Shopify is a fascinating business. By building a platform ruthlessly focused on usability, the ecommerce platform has positioned itself as the obvious choice for new online merchants (and for many established ones) including the famous YouTuber Mr Beast.

In November 2021 they hired Oleksandr Pysaryuk to help with their internationalization infrastructure and tooling. Shopify is a user-first company; and I was keen to hear about how that translated to user-first approach to localization. 

After all, the first thing Oleks had told me was that the biggest mistake new localization managers make is to fail to adjust their team enough.

Often, said Oleks, ‘managers want to do things the right way. The localization way. But you’re hired and paid to do things for a business. Observe. Sit and watch your users. Is your organization driven by engineering? By product? Is your CEO an engineer or a marketer?’

Tip 1: follow the topline incentives of your business

It turned out that Oleksandr had followed his own advice during his previous job, running a new localization function at Ceridian. 

In 2018, Ceridan had transformed. The business was originally specialized in delivering US payroll, but it had recently created a broader HR SaaS offering which needed localization.

“Their new product included talent management – recruiting, onboarding, compensation management, there was HR modules, workforce planning, scheduling…. calculating pay for thousands of employees at airports, ski resorts. Not simple.”  

The approach had to be brisk and practical. In the case of Ceridian, ‘[users] don’t need to be inspired by language when the app is used,’ he said. ‘The business needed the product to focus on the problems that customers have. Not the best quality translation, or the best user interface.’ 

So for his team, ‘I was thinking about a product management framework.’ This had to sit alongside existing localized product management. ‘There were already product managers for payroll for Germany that develop Germany-specific features’, said Oleksandr.

‘I began to work on the underlying software structure: internationalization work. How do you develop a database, or structure code logic, that displays differently around the world?” 

That enabled Oleks to build a team of eight, which he had had to fight for.

Internationalization developers cut different figures to localization engineers. No file formatting or TMS filters. ‘They wouldn’t know what that stuff was. They built internationalization libraries and advised departments on how to refactor their code safely.’

‘My team was a stakeholder, an expert advisor, on i18n, for code, for other engineering teams – my team would show them how to do things, and create tools, APIs, and libraries, so that those teams and their products just work.’

‘I built the department the businesses needed.’

Tip 2: speak the languages of different teams 

Wasn’t that unusual? I had thought of “localization” teams as more front-end oriented, more focused on product and project management.

‘I used to say that it was atypical… that I’d built a team counterintuitively,’ said Oleksandr. ‘I have noticed in the past few years, that internationalization has been coming onto the radar of localization managers & directors interested in scale.’

‘It was a common thing a while ago to say that localization and development had a gap, and we needed to bridge the gap’ said Oleks. ‘Well, I built the bridge’.

Even for himself, Oleksandr had had to bring his translation acumen into his management across teams. Another piece of advice: ‘learn the language of your internal customers. I had a misunderstanding that lasted for months. I spoke to engineers, and I told them that hard coding is bad. They told me that’s how they had always worked.’

‘But had I asked for more clarification about what they meant, I’d have realized that they. had been hard coding… into resource files.” Which was exactly what Oleks thought he had been asking them for.

• [Actions to take]:
1) In the localization piece, how many people were on the team Oleksandr built at Ceridian?
2) Copy everything from "Tip 2: speak" down to "and project management." in the localization piece.

• [Data provided]:

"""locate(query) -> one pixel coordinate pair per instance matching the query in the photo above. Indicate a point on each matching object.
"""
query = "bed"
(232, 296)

• [Task-by-task answers]:
1) Eight

2)
Tip 2: speak the languages of different teams 

Wasn’t that unusual? I had thought of “localization” teams as more front-end oriented, more focused on product and project management.